__Given data__:
◇ ◇ ◇ ◇
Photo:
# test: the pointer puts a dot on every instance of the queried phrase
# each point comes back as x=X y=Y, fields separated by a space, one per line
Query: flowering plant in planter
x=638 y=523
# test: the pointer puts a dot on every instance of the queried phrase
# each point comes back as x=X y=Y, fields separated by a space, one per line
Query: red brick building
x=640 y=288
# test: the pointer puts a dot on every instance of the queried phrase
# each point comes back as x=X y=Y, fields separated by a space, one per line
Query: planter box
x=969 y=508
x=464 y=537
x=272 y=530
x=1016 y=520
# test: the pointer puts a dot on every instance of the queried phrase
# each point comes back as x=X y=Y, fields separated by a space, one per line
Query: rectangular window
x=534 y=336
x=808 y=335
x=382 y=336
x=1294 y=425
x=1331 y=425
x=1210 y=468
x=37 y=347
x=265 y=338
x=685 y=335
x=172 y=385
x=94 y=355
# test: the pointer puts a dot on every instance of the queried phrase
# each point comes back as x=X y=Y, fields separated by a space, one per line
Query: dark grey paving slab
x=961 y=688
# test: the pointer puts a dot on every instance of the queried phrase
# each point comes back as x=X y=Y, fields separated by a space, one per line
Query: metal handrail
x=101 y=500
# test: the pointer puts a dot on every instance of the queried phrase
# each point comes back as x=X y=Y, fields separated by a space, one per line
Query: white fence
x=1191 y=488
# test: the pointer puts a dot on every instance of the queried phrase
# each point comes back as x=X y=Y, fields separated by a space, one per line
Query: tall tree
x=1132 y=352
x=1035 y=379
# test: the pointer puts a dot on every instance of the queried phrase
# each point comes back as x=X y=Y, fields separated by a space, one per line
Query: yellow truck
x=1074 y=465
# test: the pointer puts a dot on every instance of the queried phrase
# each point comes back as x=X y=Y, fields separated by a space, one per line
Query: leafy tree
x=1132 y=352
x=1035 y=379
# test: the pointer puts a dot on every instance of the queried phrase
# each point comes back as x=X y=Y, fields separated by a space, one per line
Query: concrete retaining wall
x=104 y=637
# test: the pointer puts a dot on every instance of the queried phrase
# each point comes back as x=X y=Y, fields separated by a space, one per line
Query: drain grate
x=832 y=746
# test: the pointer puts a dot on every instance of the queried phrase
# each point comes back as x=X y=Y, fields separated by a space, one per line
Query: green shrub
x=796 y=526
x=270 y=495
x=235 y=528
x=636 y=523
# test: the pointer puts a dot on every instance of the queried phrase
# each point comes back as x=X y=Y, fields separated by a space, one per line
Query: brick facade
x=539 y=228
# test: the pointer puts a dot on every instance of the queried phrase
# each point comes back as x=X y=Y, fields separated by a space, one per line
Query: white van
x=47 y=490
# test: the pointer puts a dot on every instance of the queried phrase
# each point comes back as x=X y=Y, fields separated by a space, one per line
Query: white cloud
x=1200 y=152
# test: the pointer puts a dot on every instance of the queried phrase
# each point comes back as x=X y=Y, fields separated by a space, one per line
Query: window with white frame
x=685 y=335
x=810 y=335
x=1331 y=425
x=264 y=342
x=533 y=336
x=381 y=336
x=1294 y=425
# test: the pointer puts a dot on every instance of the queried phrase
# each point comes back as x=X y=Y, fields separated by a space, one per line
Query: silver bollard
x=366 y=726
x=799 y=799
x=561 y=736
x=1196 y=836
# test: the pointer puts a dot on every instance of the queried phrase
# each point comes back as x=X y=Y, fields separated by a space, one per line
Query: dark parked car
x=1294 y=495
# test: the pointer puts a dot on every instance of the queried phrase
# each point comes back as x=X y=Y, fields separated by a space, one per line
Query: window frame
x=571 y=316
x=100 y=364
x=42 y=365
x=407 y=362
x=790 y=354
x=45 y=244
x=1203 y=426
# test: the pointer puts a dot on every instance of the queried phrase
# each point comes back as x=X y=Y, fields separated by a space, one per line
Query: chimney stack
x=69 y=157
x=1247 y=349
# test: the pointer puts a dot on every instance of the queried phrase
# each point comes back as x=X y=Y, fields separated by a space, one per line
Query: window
◇ ◇ ◇ ◇
__Given task__: Convert the data above into a Markdown table with the columns No. and Line, giving each line its own numbered row and leaving out blank lines.

__Answer to the exercise__:
| No. | Line |
|---|---|
| 1 | Photo: |
| 2 | # test: the pointer puts a dot on every instance of the queried phrase |
| 3 | # each point comes back as x=X y=Y, fields separated by a space, one per line |
| 4 | Query: flowering plant in planter |
| 5 | x=638 y=523 |
| 6 | # test: the pointer puts a dot on every instance of the queried phrase |
| 7 | # each point comes back as x=X y=Y, fields separated by a space, one per line |
| 8 | Query: red brick building |
| 9 | x=640 y=288 |
| 10 | # test: the pointer puts a dot on every instance of the queried phrase |
| 11 | # each point comes back as x=X y=Y, fields separated by a space, one per line |
| 12 | Query: planter box |
| 13 | x=969 y=508 |
| 14 | x=464 y=537 |
| 15 | x=272 y=530 |
| 16 | x=1016 y=520 |
| 17 | # test: the pointer puts a dot on every instance of the queried phrase |
| 18 | # each point comes back as x=X y=Y, fields separated by a space, one per line |
| 19 | Query: rectangular window |
| 20 | x=534 y=336 |
| 21 | x=808 y=335 |
| 22 | x=382 y=336 |
| 23 | x=1294 y=425 |
| 24 | x=1331 y=425 |
| 25 | x=1210 y=468 |
| 26 | x=37 y=347 |
| 27 | x=265 y=338 |
| 28 | x=685 y=335 |
| 29 | x=172 y=385 |
| 30 | x=94 y=355 |
| 31 | # test: the pointer puts a dot on every instance of the queried phrase |
| 32 | # each point comes back as x=X y=Y, fields separated by a space, one per line |
| 33 | Query: dark grey paving slab |
| 34 | x=961 y=688 |
| 35 | # test: the pointer puts a dot on every instance of the queried phrase |
| 36 | # each point comes back as x=X y=Y, fields separated by a space, one per line |
| 37 | Query: metal handrail |
| 38 | x=101 y=500 |
| 39 | # test: the pointer puts a dot on every instance of the queried phrase |
| 40 | # each point comes back as x=X y=Y, fields separated by a space, one per line |
| 41 | Query: white fence |
| 42 | x=1191 y=488 |
| 43 | # test: the pointer puts a dot on every instance of the queried phrase |
| 44 | # each point comes back as x=X y=Y, fields separated by a space, one per line |
| 45 | Query: tall tree |
| 46 | x=1132 y=352 |
| 47 | x=1035 y=379 |
| 48 | # test: the pointer puts a dot on every instance of the queried phrase |
| 49 | # each point comes back as x=X y=Y, fields separated by a space, one per line |
| 50 | Query: yellow truck |
| 51 | x=1074 y=465 |
| 52 | # test: the pointer puts a dot on every instance of the queried phrase |
| 53 | # each point comes back as x=X y=Y, fields separated by a space, one per line |
| 54 | Query: leafy tree |
| 55 | x=1132 y=352 |
| 56 | x=1035 y=379 |
| 57 | # test: the pointer puts a dot on every instance of the queried phrase |
| 58 | # each point comes back as x=X y=Y, fields separated by a space, one per line |
| 59 | Query: concrete retaining wall |
| 60 | x=104 y=637 |
| 61 | # test: the pointer puts a dot on every instance of the queried phrase |
| 62 | # each point comes back as x=X y=Y, fields separated by a space, one per line |
| 63 | Query: drain grate |
| 64 | x=832 y=746 |
| 65 | # test: the pointer puts a dot on every instance of the queried phrase |
| 66 | # each point comes back as x=X y=Y, fields separated by a space, one per line |
| 67 | Query: green shrub |
| 68 | x=796 y=526 |
| 69 | x=270 y=495 |
| 70 | x=235 y=528 |
| 71 | x=636 y=523 |
| 72 | # test: the pointer puts a dot on every instance of the queried phrase |
| 73 | # each point comes back as x=X y=Y, fields separated by a space, one per line |
| 74 | Query: brick facade |
| 75 | x=539 y=228 |
| 76 | # test: the pointer puts a dot on every instance of the queried phrase |
| 77 | # each point comes back as x=X y=Y, fields separated by a space, one per line |
| 78 | Query: white van |
| 79 | x=47 y=490 |
| 80 | # test: the pointer puts a dot on every instance of the queried phrase |
| 81 | # each point comes back as x=X y=Y, fields separated by a space, one per line |
| 82 | Query: white cloud |
| 83 | x=1200 y=152 |
| 84 | # test: the pointer puts a dot on every instance of the queried phrase |
| 85 | # each point comes back as x=X y=Y, fields separated by a space, one per line |
| 86 | Query: window with white frame |
| 87 | x=685 y=335 |
| 88 | x=810 y=335 |
| 89 | x=1331 y=425 |
| 90 | x=264 y=342 |
| 91 | x=533 y=336 |
| 92 | x=381 y=336 |
| 93 | x=1294 y=425 |
| 94 | # test: the pointer puts a dot on every instance of the queried phrase |
| 95 | # each point comes back as x=X y=Y, fields separated by a space, one per line |
| 96 | Query: silver bollard |
| 97 | x=366 y=726 |
| 98 | x=799 y=799 |
| 99 | x=561 y=736 |
| 100 | x=1196 y=836 |
| 101 | # test: the pointer puts a dot on every instance of the queried phrase |
| 102 | # each point comes back as x=X y=Y, fields separated by a space, one per line |
| 103 | Query: dark parked car |
| 104 | x=1294 y=495 |
| 105 | # test: the pointer puts a dot on every instance of the queried phrase |
| 106 | # each point comes back as x=X y=Y, fields separated by a space, one per line |
| 107 | Query: window frame |
| 108 | x=571 y=316 |
| 109 | x=100 y=364 |
| 110 | x=42 y=365 |
| 111 | x=407 y=362 |
| 112 | x=790 y=354 |
| 113 | x=45 y=244 |
| 114 | x=1203 y=426 |
| 115 | # test: the pointer puts a dot on every instance of the queried phrase |
| 116 | # each point comes back as x=X y=Y, fields separated by a space, one per line |
| 117 | Query: chimney stack |
| 118 | x=69 y=157 |
| 119 | x=1247 y=349 |
| 120 | # test: the pointer puts a dot on every instance of the queried phrase |
| 121 | # each point comes back as x=X y=Y, fields separated by a space, one per line |
| 122 | Query: window |